━━━━━ DATA PROVIDED

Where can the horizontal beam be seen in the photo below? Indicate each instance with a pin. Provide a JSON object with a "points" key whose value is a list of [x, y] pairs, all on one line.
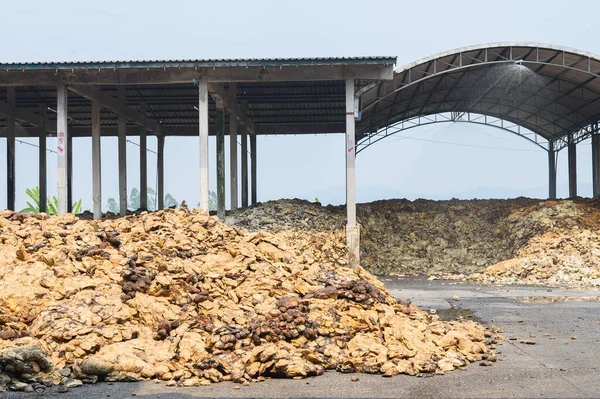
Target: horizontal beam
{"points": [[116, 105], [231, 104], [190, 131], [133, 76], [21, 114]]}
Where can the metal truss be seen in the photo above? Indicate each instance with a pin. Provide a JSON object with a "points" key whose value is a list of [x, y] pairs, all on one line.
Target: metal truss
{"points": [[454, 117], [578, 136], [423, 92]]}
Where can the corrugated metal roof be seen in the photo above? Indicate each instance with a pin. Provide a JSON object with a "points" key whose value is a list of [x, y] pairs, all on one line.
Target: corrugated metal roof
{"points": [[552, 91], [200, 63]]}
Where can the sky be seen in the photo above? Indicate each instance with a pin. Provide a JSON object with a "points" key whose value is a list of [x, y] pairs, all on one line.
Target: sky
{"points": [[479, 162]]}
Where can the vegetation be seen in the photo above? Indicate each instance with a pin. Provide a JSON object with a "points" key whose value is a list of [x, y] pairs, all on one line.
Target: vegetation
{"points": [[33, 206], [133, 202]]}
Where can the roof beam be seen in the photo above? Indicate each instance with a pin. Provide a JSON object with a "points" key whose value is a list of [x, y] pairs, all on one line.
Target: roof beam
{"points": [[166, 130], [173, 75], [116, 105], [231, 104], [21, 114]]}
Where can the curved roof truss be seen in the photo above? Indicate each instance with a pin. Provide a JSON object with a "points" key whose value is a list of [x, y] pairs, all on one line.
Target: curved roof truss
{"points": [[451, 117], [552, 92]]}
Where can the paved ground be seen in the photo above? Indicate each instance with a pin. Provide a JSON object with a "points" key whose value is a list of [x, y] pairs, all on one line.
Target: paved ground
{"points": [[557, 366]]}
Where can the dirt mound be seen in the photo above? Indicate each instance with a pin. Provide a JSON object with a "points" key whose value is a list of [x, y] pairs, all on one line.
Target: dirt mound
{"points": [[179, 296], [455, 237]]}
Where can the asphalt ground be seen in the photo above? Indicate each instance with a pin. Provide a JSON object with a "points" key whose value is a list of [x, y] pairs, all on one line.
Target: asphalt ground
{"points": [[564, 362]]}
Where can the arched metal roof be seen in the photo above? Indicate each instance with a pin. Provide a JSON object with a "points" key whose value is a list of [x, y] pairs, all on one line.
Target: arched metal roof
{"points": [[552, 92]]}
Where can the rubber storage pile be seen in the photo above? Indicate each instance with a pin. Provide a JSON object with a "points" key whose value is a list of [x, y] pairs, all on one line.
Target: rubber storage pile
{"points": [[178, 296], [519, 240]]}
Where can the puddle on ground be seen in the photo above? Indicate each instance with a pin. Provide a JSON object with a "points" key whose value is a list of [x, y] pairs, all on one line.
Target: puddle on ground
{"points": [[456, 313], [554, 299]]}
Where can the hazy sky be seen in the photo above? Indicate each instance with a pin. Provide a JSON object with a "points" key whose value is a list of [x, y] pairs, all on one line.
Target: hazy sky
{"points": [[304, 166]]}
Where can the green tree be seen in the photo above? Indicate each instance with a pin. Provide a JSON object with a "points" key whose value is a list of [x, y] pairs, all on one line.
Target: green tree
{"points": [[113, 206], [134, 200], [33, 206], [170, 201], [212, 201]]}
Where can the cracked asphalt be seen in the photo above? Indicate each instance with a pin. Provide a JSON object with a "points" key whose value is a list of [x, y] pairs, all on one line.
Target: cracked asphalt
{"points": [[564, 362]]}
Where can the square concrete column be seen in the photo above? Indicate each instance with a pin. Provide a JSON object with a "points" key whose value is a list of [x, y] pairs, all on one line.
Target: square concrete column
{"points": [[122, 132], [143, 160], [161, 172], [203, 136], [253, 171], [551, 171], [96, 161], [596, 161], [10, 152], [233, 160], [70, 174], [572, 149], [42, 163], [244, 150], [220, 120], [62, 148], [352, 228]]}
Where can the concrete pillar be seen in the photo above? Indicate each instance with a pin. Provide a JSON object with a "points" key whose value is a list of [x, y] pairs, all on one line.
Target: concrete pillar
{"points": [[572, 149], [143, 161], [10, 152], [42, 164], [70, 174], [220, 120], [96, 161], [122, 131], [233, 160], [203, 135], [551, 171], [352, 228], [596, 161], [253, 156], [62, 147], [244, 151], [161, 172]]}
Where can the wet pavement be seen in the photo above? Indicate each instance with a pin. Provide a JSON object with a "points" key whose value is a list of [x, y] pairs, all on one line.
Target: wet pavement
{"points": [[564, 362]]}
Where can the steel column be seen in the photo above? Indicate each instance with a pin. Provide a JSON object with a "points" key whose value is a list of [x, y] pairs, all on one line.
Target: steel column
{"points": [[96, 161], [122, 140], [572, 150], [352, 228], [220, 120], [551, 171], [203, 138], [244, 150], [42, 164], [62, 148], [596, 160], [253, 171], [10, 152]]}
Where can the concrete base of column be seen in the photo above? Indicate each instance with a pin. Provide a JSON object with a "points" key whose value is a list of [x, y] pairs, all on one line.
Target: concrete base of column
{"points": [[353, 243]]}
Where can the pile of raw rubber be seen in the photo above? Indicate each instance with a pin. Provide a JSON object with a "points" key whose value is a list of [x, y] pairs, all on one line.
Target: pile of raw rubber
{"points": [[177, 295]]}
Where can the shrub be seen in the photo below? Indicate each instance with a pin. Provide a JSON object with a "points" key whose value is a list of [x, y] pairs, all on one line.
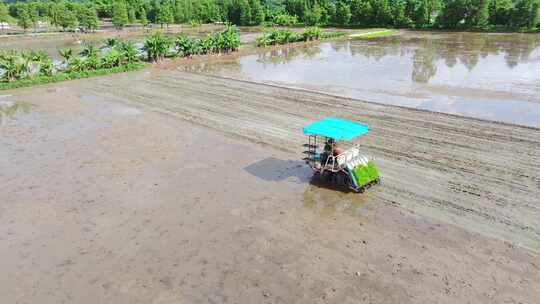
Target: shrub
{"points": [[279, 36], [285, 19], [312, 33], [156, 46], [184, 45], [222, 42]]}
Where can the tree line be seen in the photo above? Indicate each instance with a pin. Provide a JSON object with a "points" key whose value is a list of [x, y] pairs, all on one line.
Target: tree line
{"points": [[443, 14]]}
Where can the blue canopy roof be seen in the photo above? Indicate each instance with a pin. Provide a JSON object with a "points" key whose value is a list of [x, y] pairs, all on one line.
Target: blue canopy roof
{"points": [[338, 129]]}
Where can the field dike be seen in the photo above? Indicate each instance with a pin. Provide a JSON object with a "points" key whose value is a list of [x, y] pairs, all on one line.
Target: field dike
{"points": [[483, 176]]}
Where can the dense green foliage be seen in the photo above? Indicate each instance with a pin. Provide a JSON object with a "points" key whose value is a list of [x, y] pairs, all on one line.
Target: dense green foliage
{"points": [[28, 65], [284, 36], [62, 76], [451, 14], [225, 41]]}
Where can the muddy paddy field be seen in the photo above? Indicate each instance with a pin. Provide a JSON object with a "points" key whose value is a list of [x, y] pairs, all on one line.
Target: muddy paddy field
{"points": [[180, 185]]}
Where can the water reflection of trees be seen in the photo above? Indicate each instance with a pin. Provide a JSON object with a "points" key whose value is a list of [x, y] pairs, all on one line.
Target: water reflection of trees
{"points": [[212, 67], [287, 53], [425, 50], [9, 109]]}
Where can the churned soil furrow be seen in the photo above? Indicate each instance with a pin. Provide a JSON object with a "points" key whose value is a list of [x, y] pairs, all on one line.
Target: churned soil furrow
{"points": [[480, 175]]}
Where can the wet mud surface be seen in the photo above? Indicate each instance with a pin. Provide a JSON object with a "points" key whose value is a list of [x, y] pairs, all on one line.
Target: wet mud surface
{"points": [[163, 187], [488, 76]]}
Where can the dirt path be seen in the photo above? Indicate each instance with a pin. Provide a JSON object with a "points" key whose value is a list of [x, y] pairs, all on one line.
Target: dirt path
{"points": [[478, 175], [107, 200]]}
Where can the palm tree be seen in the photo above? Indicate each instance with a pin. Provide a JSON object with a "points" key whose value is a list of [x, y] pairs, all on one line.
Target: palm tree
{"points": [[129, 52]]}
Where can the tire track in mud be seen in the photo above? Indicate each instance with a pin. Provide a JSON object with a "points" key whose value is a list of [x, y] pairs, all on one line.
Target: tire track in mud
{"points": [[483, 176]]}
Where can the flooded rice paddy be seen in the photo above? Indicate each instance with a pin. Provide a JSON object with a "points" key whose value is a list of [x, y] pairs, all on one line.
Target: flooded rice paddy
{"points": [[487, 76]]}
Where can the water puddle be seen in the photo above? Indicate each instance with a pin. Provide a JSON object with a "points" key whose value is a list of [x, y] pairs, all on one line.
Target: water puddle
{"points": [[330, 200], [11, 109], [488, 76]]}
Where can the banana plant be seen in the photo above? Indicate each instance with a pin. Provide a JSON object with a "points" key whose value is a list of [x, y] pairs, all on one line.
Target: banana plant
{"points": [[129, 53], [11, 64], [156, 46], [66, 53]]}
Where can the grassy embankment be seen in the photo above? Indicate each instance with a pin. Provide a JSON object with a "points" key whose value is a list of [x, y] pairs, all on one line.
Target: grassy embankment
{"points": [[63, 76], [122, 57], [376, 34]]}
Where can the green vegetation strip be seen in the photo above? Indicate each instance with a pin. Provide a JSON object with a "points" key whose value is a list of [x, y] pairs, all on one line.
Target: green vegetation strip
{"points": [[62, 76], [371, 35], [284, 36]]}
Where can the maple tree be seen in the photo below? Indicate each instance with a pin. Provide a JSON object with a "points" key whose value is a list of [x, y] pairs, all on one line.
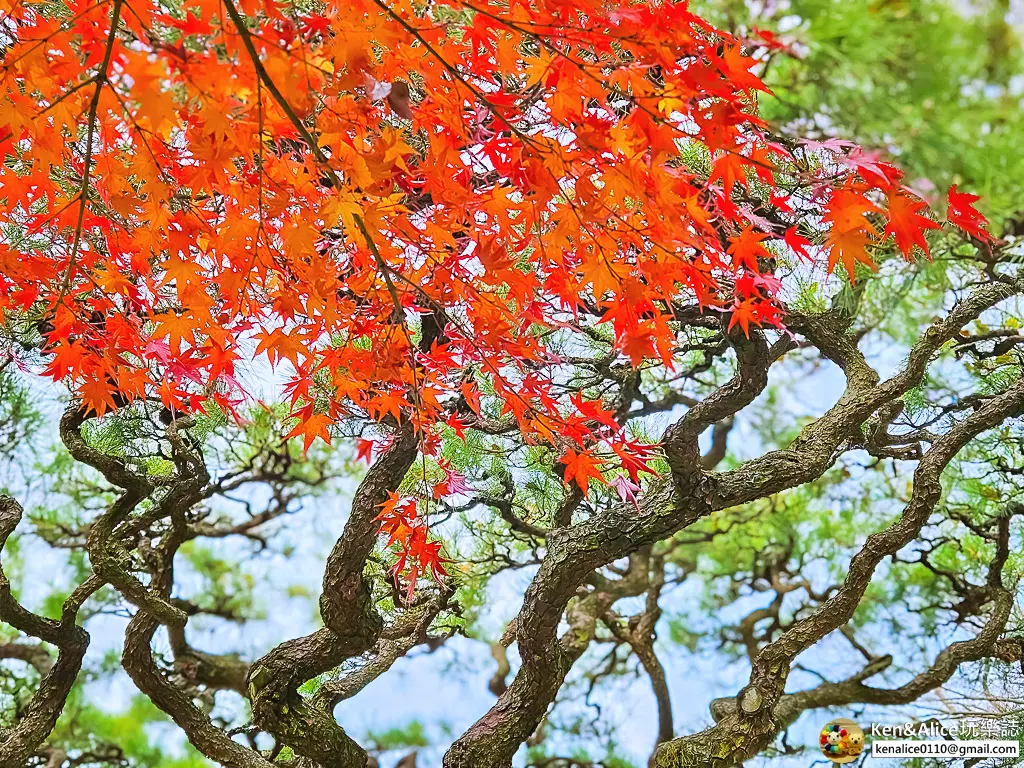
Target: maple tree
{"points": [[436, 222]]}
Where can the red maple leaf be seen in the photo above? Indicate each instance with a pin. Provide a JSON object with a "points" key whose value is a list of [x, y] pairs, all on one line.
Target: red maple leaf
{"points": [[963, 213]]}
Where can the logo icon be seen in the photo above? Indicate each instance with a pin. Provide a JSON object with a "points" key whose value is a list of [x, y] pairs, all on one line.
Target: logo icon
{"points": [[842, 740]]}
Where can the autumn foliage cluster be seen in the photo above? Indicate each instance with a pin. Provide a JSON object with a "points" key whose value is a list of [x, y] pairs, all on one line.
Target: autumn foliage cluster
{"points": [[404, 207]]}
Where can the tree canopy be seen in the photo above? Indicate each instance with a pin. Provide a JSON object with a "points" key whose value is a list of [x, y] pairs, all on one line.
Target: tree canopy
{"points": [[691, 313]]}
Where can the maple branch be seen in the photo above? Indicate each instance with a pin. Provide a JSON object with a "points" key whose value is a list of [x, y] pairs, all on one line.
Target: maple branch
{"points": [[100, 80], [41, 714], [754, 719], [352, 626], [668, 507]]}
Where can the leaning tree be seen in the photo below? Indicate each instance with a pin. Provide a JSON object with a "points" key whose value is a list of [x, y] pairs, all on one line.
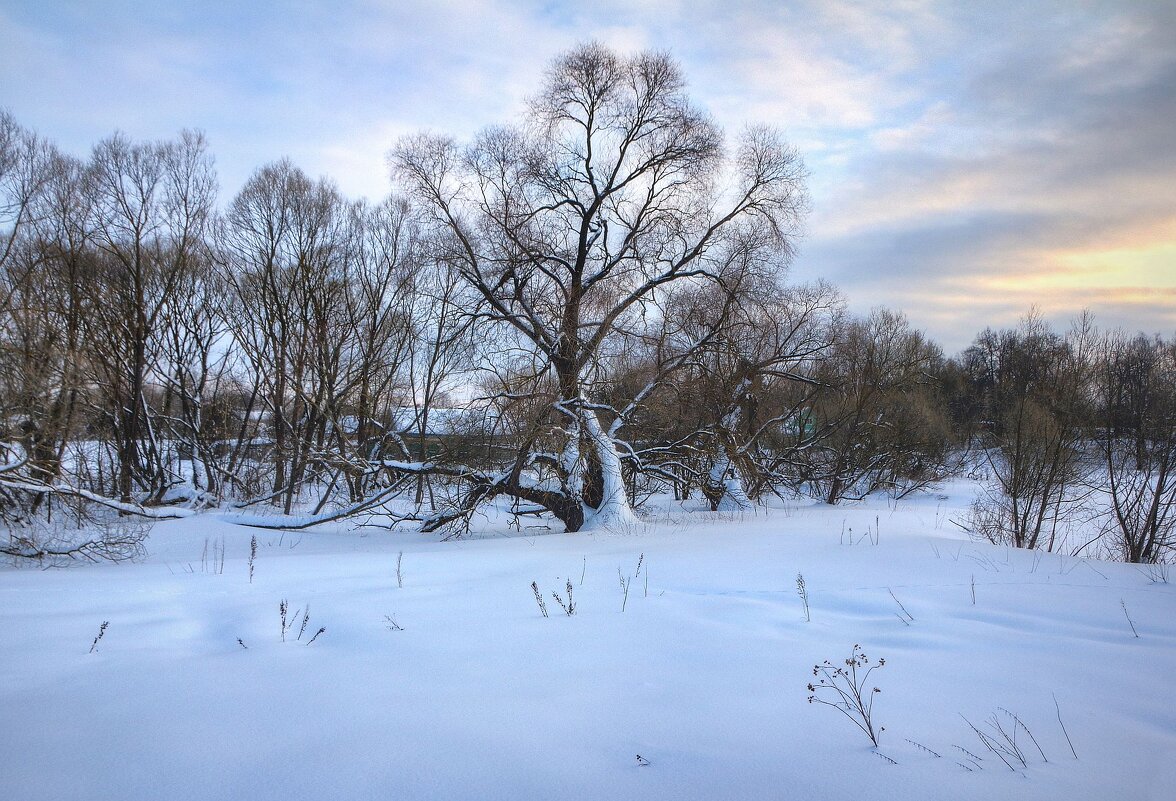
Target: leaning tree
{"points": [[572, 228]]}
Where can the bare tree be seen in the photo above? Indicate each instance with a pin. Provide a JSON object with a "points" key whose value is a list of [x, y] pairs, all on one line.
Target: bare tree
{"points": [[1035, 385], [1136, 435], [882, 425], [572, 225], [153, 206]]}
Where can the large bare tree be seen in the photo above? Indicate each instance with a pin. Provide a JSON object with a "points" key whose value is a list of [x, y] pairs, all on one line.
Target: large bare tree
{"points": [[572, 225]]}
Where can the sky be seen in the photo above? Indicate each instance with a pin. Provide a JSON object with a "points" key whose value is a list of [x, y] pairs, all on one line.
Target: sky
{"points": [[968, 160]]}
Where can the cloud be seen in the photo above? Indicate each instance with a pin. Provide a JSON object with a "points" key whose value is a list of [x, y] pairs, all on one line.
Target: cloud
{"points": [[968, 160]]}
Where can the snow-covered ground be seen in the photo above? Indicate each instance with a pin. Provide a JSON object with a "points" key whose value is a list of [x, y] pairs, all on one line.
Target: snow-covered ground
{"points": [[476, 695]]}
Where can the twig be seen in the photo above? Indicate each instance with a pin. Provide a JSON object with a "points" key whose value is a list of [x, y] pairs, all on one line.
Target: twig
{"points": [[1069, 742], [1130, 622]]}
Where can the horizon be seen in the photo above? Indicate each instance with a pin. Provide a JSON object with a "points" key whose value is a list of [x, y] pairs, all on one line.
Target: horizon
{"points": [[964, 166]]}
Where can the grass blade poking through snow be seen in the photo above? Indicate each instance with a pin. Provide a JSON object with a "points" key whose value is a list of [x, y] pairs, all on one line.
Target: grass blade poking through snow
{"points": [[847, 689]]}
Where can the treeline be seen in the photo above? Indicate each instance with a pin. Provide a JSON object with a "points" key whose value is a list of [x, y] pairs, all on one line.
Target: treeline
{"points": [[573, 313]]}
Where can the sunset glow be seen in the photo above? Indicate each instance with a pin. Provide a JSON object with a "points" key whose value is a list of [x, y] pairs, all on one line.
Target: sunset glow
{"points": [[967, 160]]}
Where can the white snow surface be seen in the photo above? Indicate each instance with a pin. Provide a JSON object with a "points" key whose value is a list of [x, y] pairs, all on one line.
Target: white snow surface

━━━━━━━━━━

*THE TASK*.
Please rewrite the records from the line containing "Where can the horizon be" through the end of the records, changing "treeline" to "tree line" and leaving everything else the same. Return only those lines.

*ANSWER TO THE EXERCISE*.
Where can the horizon be seen in the photo above? Indicate each instance with a pin. Provide a JSON object with a "points" key whose value is a list of [x, y] pairs, all on one line.
Target: horizon
{"points": [[964, 166]]}
Where can the grass blade poking through snow be seen in the photo above? Indicate each instance with a pin. Provide a JSON object with a "points" key whose value is a list of [x, y] pairs, all on one line.
Target: grass blade poking through snow
{"points": [[847, 689]]}
Where can the tree line be seen in the photo above? Indicate each instance with a pin. Provide a JSON object with a "points" key whose value is a list of [x, y] pairs, all on one line.
Target: tree line
{"points": [[573, 313]]}
Where can the sunset glow be seen in the photo above? Indicate each instance with a pin. Provide a JSON object with a "points" key whose value is a list of [x, y] pairs, all on one line.
Target: sunset glow
{"points": [[967, 160]]}
Where can the white snow surface be seen in the photo above? Indicate each instance with a pin. Provide a JSON object with a "points" key whose value is a list of [x, y] pairs, all on one line.
Target: white snow surface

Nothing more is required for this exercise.